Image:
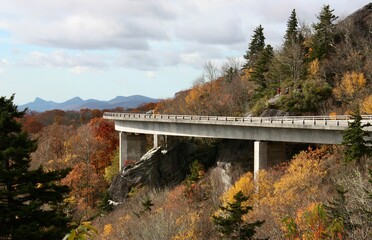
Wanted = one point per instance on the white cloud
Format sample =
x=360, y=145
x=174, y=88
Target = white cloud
^^^^
Please repeat every line of the rows above exactly, leaving out the pictures.

Image:
Wanted = one point per instance on the white cloud
Format sample =
x=360, y=145
x=174, y=88
Target = white cloud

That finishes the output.